_Set of tasks:_
1) Answer these questions from the forum post on exercising lawful rights:
(a) What date appears with Kevin's name?
(b) What percentage of cops does the writer say share the "normal mindset"?
(c) What does the writer say police will often tell a citizen they don't have the right to do?
2) Repeat word for word the section of the forum post on exercising lawful rights that begins at the words "However, I take" and ends after "to video you.".

_Text passage:_
# Exercising Your Lawful Rights Can Be Dangerous . . .



## Kevin (May 19, 2015)

This cop started out with the normal mindset that 99.9% of all cops who have been hardened by their jobs do, and that is, the citizen is a sheep and the cop is the herder, and the citizen must obey the cop's every command. But this citizen had the balls to exercise his rights and not give out any information he didn't want to. 

However, I take my hat off to this cop for finally coming around and not stepping outside his authority when it looked like he was about to. You could tell his adrenaline was going fairly good but he kept it in check. Police will often tell a citizen they don't have the right to video them and begin screaming something like this:

_"Turn off the camera!!!" 
"But I have a right to video you.

_Provided information:_
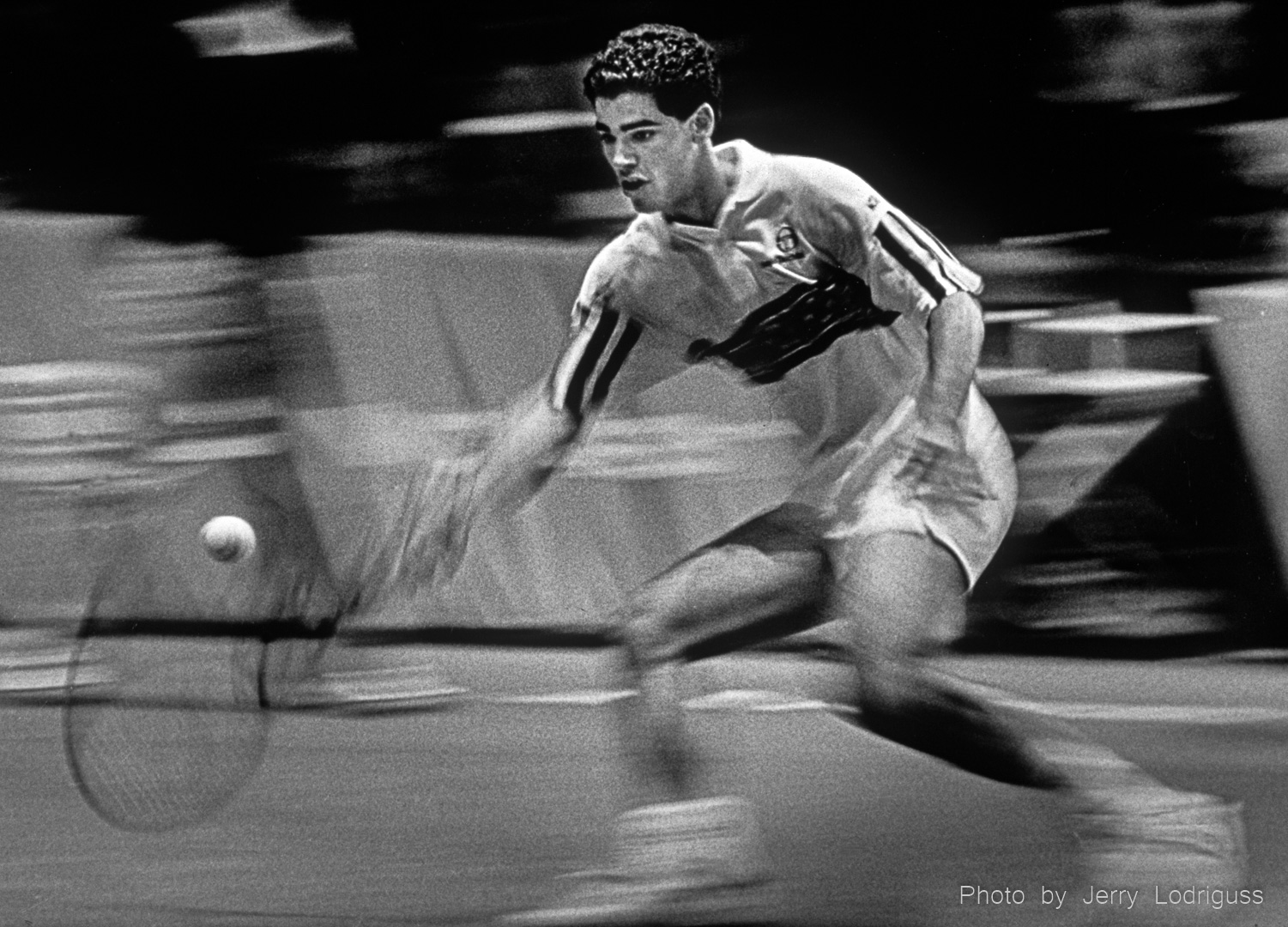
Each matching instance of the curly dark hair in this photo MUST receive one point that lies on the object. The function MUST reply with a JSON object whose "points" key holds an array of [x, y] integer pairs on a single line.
{"points": [[674, 64]]}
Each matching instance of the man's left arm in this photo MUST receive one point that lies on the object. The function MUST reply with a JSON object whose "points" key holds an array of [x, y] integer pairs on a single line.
{"points": [[954, 335]]}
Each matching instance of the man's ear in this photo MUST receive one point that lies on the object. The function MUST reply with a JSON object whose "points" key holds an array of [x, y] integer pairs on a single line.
{"points": [[702, 123]]}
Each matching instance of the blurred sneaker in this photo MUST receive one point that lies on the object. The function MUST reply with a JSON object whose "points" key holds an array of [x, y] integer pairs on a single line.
{"points": [[681, 863], [372, 690], [1146, 837]]}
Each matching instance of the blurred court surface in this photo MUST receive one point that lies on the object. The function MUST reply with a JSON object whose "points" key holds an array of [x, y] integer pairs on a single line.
{"points": [[457, 815]]}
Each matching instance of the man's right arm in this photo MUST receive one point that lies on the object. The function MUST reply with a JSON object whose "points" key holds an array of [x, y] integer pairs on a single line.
{"points": [[544, 424], [524, 453]]}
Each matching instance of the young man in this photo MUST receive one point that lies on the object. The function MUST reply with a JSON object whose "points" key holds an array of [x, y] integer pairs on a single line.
{"points": [[797, 276]]}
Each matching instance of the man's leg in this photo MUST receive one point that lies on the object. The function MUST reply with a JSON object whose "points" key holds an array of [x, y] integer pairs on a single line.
{"points": [[895, 594], [765, 579], [678, 855]]}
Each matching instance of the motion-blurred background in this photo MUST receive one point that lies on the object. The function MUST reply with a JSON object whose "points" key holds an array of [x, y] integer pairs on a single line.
{"points": [[338, 236]]}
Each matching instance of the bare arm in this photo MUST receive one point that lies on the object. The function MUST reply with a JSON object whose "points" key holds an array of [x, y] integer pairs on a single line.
{"points": [[956, 330], [524, 453]]}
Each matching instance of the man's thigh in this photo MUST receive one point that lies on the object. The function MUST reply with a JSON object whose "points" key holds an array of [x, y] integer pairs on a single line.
{"points": [[765, 579], [898, 595]]}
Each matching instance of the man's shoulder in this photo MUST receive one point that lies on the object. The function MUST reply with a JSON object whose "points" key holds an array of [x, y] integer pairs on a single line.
{"points": [[639, 245], [625, 264], [814, 177]]}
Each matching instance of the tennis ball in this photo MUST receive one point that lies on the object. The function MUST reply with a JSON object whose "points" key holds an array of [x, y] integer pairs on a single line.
{"points": [[228, 538]]}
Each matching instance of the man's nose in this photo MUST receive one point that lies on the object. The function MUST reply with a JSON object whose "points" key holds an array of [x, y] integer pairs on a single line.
{"points": [[622, 156]]}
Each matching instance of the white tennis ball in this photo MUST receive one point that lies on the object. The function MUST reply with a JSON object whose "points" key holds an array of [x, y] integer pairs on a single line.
{"points": [[228, 538]]}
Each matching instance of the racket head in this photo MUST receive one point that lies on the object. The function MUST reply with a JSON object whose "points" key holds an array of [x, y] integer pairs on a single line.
{"points": [[162, 718], [161, 730]]}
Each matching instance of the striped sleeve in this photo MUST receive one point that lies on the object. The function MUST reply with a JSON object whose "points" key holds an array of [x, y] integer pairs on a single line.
{"points": [[599, 344], [931, 265]]}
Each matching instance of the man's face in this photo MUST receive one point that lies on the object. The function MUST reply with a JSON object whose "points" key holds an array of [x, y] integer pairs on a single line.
{"points": [[652, 154]]}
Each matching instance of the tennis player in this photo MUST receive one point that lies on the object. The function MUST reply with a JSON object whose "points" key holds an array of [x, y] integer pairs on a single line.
{"points": [[802, 280]]}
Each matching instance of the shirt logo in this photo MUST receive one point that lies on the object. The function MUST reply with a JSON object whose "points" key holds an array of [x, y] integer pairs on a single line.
{"points": [[789, 246]]}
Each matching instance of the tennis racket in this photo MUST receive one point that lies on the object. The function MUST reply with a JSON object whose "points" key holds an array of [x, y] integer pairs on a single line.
{"points": [[164, 718]]}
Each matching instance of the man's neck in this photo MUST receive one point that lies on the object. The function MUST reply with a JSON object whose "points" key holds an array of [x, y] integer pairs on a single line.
{"points": [[714, 179]]}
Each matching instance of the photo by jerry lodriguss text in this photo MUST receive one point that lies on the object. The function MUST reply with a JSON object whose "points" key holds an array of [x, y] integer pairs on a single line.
{"points": [[1107, 896]]}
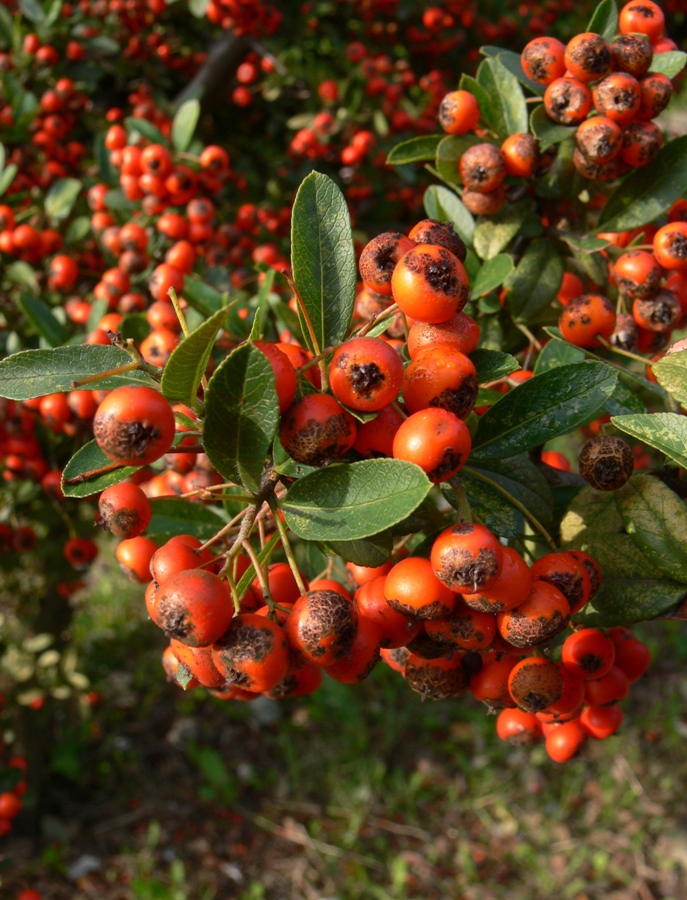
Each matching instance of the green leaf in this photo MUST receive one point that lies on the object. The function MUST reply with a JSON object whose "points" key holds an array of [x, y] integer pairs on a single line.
{"points": [[491, 275], [511, 60], [186, 366], [202, 296], [493, 364], [44, 320], [242, 414], [542, 408], [546, 131], [21, 273], [88, 459], [34, 373], [631, 591], [623, 401], [519, 478], [493, 235], [648, 191], [506, 110], [371, 552], [416, 149], [7, 177], [656, 520], [669, 64], [323, 260], [535, 282], [61, 197], [557, 353], [172, 516], [671, 374], [146, 129], [604, 21], [184, 124], [665, 432], [445, 206], [350, 501], [449, 152], [491, 506], [33, 11]]}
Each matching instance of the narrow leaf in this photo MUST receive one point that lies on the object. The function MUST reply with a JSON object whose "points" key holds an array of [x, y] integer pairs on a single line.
{"points": [[323, 260], [34, 373], [671, 374], [604, 21], [649, 191], [493, 364], [535, 282], [656, 520], [184, 124], [351, 501], [242, 414], [491, 275], [542, 408], [442, 204], [172, 516], [88, 459], [61, 197], [186, 366], [416, 149], [665, 432], [44, 320]]}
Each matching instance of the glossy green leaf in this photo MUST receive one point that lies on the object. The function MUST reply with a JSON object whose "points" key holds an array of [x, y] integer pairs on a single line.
{"points": [[546, 131], [202, 296], [371, 552], [671, 374], [493, 235], [416, 149], [516, 477], [604, 21], [34, 373], [323, 260], [665, 432], [656, 520], [557, 353], [186, 366], [21, 273], [632, 590], [241, 416], [535, 282], [184, 124], [44, 320], [493, 364], [172, 516], [347, 502], [491, 275], [445, 206], [146, 129], [542, 408], [491, 506], [506, 110], [511, 60], [33, 11], [61, 197], [648, 191], [669, 64], [90, 458], [7, 177]]}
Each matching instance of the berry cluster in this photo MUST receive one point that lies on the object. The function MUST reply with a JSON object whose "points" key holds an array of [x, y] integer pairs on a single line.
{"points": [[615, 80]]}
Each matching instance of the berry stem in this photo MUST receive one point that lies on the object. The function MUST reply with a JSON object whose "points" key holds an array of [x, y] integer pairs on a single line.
{"points": [[288, 550], [534, 522]]}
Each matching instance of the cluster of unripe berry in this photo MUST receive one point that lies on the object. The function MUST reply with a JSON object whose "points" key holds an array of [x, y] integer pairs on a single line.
{"points": [[613, 80]]}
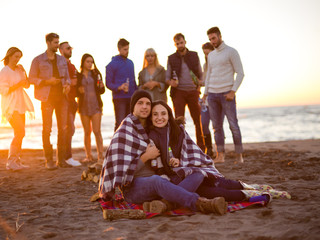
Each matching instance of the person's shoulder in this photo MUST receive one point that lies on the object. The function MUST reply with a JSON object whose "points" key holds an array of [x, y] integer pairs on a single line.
{"points": [[40, 56]]}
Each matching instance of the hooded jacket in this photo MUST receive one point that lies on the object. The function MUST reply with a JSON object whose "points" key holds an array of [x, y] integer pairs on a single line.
{"points": [[117, 73]]}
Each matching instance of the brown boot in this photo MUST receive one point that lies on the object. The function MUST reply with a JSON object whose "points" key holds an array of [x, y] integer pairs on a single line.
{"points": [[217, 205], [158, 206], [62, 164], [50, 165], [239, 158], [219, 158]]}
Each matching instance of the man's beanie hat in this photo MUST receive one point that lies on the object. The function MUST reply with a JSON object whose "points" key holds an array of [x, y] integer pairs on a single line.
{"points": [[136, 96]]}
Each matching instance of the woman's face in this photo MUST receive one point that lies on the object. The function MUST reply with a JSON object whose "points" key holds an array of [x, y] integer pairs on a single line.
{"points": [[159, 116], [14, 59], [88, 63], [150, 57]]}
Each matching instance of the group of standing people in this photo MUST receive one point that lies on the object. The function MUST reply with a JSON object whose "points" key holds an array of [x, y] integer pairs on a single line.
{"points": [[58, 83]]}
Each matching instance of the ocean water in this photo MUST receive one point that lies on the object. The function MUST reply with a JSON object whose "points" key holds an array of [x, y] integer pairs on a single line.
{"points": [[256, 124]]}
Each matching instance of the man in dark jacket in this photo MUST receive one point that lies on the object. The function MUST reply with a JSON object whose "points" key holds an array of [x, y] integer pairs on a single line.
{"points": [[120, 80], [186, 66]]}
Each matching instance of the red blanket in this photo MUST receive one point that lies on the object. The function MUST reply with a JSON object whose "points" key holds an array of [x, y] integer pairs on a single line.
{"points": [[177, 212]]}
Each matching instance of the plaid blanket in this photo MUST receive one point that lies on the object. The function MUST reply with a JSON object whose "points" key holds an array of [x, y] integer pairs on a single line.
{"points": [[232, 207], [123, 154], [193, 159]]}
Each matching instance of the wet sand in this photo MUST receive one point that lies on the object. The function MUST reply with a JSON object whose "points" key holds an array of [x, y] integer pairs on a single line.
{"points": [[41, 204]]}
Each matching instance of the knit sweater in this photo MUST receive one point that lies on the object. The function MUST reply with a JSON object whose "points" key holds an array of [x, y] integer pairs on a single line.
{"points": [[223, 63]]}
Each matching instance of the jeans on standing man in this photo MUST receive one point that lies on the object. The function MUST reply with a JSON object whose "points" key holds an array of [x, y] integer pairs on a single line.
{"points": [[218, 108]]}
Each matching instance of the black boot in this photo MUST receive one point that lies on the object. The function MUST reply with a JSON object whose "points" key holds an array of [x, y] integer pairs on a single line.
{"points": [[208, 142]]}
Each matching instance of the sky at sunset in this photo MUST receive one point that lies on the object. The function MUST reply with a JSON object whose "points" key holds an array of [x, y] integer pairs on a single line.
{"points": [[278, 40]]}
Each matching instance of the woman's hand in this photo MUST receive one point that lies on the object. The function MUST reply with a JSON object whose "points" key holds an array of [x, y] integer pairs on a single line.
{"points": [[151, 153], [174, 162], [150, 85], [81, 89]]}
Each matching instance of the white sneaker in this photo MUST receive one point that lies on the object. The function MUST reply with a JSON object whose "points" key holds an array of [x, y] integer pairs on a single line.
{"points": [[73, 162]]}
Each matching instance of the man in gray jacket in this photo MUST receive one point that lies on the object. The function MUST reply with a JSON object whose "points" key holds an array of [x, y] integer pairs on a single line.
{"points": [[220, 87], [50, 76]]}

_Task-by-task outputs:_
1)
(a) May 19, 2015
(b) 99.9%
(c) Video them

2)
However, I take my hat off to this cop for finally coming around and not stepping outside his authority when it looked like he was about to. You could tell his adrenaline was going fairly good but he kept it in check. Police will often tell a citizen they don't have the right to video them and begin screaming something like this:

_"Turn off the camera!!!" 
"But I have a right to video you.